## Given text
====
The above is your description of the story from the Day to Day website. What a lousy, misleading story!
Reporter Mike Pesca utilized three recent polls--Time, Newsweek and Gallup--to illustrate that Bush got a 7-12 point bounce post-RNC Convention. But these polls illustrated leads, not actual shifts. Gallup's bounce--the increase in Bush voters--was 2%. Time went from 48 to 53 to 54% Bush in its three most recent polls. A bounce of no more than 6 points. Newsweek hadn't polled since 7/29 and it did show a 10 point bounce. But it is the only one of the three that fits your quoted bounce range.
Those three polls are also outliers. Most other polls showed Kerry behind by a few points or tied; generally within the margin of error.
====
## Records

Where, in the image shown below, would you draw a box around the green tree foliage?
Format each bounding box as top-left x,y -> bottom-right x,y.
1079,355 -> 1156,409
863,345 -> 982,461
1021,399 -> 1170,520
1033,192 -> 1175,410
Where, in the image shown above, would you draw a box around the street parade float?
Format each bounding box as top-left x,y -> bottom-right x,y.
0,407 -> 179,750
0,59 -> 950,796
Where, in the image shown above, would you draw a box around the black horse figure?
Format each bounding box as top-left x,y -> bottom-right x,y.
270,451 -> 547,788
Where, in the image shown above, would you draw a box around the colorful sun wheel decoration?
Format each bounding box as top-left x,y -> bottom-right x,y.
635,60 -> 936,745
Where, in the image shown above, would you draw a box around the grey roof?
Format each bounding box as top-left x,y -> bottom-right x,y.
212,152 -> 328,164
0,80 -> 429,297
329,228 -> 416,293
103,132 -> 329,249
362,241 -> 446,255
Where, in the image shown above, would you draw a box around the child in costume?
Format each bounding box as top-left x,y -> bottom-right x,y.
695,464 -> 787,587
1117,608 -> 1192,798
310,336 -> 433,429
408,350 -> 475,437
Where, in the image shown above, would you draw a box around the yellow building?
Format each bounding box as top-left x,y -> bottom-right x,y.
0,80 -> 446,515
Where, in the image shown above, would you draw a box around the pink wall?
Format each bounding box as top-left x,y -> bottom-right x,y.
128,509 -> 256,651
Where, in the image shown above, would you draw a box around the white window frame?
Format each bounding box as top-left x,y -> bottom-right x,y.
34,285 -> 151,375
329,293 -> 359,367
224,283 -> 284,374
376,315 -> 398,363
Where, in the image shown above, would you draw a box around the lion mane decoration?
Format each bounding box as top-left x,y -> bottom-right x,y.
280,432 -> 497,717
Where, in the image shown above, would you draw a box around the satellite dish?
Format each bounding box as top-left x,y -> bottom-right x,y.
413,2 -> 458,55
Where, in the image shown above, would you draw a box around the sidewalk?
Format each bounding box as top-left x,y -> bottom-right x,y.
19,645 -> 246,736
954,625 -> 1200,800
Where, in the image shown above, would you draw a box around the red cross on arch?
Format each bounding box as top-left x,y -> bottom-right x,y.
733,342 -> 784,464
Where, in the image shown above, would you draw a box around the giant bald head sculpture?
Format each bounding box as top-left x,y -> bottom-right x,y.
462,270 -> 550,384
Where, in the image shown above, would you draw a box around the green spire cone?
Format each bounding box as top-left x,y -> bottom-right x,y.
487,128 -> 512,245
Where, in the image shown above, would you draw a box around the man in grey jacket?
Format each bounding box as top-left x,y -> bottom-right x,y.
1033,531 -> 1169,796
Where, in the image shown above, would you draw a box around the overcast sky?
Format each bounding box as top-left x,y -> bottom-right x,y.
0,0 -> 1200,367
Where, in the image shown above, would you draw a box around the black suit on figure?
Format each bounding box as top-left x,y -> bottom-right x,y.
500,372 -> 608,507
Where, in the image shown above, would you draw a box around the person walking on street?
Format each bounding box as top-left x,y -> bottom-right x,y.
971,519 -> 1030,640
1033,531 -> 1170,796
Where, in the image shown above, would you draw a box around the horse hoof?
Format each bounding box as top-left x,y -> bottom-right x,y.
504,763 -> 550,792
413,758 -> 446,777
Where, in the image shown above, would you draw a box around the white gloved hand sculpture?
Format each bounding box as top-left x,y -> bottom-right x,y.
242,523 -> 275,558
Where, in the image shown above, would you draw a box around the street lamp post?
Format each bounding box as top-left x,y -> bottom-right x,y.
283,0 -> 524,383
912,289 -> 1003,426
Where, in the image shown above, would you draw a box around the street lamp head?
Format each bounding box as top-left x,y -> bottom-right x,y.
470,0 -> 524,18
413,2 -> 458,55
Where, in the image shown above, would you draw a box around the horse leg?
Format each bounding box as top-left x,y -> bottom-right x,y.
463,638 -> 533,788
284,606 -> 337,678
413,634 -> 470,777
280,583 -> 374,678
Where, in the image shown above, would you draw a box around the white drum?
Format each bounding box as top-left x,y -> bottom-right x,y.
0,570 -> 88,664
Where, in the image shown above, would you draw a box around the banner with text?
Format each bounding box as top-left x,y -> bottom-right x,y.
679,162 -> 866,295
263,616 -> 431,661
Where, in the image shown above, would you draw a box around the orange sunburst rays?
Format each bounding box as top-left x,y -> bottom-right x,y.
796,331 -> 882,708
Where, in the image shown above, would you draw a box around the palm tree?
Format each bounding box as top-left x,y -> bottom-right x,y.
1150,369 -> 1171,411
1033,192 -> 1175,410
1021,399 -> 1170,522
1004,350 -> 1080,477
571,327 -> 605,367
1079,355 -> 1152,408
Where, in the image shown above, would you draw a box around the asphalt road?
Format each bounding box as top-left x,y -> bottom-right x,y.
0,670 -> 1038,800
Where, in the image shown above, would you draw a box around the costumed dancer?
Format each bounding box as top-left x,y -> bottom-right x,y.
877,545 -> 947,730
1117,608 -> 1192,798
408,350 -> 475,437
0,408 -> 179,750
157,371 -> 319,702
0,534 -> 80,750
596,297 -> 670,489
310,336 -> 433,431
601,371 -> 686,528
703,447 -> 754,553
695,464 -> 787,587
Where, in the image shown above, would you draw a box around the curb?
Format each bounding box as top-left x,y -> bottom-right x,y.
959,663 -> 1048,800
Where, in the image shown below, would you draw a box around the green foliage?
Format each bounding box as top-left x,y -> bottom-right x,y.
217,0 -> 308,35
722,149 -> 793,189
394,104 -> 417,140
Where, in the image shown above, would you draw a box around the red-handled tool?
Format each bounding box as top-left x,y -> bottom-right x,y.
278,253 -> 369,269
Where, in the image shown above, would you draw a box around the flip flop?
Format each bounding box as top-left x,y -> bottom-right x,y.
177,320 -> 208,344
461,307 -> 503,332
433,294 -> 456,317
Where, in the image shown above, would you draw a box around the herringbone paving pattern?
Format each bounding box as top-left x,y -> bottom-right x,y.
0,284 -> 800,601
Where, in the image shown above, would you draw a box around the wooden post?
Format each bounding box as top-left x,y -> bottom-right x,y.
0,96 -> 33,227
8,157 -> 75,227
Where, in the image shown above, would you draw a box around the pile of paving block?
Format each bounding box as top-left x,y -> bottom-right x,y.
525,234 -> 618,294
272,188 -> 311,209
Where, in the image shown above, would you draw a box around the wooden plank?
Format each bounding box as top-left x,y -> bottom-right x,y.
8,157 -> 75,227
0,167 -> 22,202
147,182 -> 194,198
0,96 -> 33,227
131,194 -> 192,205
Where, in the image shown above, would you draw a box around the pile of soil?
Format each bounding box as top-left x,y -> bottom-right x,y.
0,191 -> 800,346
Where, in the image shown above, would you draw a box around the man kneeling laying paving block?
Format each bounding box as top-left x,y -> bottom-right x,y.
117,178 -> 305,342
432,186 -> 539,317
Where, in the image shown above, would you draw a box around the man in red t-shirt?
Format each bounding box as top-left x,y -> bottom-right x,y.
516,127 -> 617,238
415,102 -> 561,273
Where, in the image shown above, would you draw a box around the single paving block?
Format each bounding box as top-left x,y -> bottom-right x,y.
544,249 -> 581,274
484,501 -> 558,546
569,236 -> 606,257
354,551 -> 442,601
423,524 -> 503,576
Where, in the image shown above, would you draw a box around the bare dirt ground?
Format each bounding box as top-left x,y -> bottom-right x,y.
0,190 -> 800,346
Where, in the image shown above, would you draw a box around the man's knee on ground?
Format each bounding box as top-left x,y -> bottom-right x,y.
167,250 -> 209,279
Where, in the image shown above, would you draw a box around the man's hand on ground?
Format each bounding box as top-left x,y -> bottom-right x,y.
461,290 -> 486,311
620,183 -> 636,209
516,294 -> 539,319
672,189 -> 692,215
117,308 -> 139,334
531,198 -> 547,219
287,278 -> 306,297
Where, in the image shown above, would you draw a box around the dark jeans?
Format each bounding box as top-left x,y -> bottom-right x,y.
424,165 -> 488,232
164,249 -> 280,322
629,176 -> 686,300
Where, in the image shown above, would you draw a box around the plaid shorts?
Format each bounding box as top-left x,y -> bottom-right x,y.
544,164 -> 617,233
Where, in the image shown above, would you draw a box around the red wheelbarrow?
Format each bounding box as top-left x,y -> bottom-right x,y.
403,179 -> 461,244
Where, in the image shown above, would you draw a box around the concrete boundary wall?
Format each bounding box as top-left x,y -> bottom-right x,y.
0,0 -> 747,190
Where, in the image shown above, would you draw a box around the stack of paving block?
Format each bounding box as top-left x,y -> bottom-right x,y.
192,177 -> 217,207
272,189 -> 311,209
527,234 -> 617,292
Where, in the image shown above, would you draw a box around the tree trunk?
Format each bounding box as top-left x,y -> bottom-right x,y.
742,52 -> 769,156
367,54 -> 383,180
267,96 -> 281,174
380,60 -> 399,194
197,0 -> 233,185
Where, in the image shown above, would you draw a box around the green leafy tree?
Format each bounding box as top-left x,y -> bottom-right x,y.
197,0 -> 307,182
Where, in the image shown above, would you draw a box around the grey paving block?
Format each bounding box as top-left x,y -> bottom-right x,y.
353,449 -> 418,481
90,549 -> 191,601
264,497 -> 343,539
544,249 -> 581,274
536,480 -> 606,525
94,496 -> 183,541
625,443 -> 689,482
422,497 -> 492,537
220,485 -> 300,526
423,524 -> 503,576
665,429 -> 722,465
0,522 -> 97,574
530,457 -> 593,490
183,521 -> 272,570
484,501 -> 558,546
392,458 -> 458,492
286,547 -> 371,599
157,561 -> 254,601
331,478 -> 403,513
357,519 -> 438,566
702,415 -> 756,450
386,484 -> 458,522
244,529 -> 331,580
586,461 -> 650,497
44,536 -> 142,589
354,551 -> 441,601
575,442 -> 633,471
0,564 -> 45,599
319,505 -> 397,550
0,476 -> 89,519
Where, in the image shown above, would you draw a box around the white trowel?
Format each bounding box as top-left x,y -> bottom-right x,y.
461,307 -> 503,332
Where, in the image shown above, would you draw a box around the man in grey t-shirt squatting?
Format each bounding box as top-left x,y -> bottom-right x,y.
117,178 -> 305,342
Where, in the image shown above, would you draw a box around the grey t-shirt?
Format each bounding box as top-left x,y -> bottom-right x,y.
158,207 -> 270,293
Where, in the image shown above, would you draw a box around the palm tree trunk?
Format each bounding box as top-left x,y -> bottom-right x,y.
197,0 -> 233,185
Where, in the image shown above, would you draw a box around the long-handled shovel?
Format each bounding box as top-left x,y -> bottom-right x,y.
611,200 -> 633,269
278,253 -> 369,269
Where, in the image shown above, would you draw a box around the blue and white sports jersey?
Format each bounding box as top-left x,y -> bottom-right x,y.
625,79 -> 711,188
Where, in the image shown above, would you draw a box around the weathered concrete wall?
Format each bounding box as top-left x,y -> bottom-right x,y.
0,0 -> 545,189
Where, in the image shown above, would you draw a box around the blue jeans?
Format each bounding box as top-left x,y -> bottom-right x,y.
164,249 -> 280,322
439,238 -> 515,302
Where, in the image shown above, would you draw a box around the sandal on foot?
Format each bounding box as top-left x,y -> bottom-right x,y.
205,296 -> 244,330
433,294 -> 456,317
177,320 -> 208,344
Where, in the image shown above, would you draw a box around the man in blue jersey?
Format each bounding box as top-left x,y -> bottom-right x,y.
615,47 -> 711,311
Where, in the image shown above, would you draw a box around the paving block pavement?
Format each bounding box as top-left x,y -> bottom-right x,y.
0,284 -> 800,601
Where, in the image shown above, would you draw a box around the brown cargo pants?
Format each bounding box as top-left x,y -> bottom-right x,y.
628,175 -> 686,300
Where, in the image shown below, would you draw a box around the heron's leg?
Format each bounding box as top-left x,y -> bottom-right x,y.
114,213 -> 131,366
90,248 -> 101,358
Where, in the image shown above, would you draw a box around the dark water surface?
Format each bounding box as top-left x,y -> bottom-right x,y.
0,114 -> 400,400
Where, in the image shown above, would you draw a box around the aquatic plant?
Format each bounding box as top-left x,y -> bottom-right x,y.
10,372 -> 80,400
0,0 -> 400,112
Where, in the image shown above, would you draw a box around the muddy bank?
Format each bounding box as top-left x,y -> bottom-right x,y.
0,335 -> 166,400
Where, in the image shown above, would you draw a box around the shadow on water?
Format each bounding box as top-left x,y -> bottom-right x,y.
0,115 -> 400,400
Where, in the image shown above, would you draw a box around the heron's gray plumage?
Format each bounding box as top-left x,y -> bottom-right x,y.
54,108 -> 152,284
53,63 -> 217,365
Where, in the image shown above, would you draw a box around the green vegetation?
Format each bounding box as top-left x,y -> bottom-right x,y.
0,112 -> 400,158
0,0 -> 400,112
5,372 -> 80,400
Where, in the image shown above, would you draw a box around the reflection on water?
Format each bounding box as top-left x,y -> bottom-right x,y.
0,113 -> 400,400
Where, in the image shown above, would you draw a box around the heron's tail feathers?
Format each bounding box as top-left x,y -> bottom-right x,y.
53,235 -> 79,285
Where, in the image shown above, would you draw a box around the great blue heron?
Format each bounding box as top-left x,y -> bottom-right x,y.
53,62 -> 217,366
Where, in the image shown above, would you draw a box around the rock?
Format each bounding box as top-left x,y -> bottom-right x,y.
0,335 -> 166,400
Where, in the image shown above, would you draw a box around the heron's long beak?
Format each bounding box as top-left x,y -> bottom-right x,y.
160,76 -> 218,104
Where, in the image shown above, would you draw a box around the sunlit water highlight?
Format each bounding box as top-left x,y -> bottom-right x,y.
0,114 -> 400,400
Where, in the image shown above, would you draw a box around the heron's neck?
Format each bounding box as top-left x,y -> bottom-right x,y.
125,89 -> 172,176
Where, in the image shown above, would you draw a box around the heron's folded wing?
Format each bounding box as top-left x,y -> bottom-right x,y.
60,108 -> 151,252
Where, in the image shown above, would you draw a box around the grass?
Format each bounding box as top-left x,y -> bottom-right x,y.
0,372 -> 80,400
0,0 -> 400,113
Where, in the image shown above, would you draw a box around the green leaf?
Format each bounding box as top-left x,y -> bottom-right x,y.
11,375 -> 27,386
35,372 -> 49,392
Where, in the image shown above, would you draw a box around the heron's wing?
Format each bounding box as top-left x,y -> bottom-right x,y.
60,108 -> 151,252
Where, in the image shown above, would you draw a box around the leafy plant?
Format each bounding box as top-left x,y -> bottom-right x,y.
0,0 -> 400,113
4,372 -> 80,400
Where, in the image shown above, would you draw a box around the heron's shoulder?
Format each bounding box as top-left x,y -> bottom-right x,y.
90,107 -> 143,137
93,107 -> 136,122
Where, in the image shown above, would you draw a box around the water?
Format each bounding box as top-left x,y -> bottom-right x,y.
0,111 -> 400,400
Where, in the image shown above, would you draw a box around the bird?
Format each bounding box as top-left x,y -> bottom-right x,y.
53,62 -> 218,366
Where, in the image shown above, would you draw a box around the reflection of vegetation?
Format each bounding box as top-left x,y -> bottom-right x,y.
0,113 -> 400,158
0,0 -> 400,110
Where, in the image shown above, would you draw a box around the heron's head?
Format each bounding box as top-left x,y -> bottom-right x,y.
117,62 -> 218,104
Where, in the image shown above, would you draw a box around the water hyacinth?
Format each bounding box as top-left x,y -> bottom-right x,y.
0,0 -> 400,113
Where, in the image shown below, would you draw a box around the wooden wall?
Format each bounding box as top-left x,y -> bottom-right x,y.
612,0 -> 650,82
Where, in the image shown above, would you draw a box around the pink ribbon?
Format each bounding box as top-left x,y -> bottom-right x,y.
====
## Task prompt
In the commentary on the poll story, how large was Gallup's bounce in Bush voters? Answer using only the text, not the records.

## Problem solution
2%.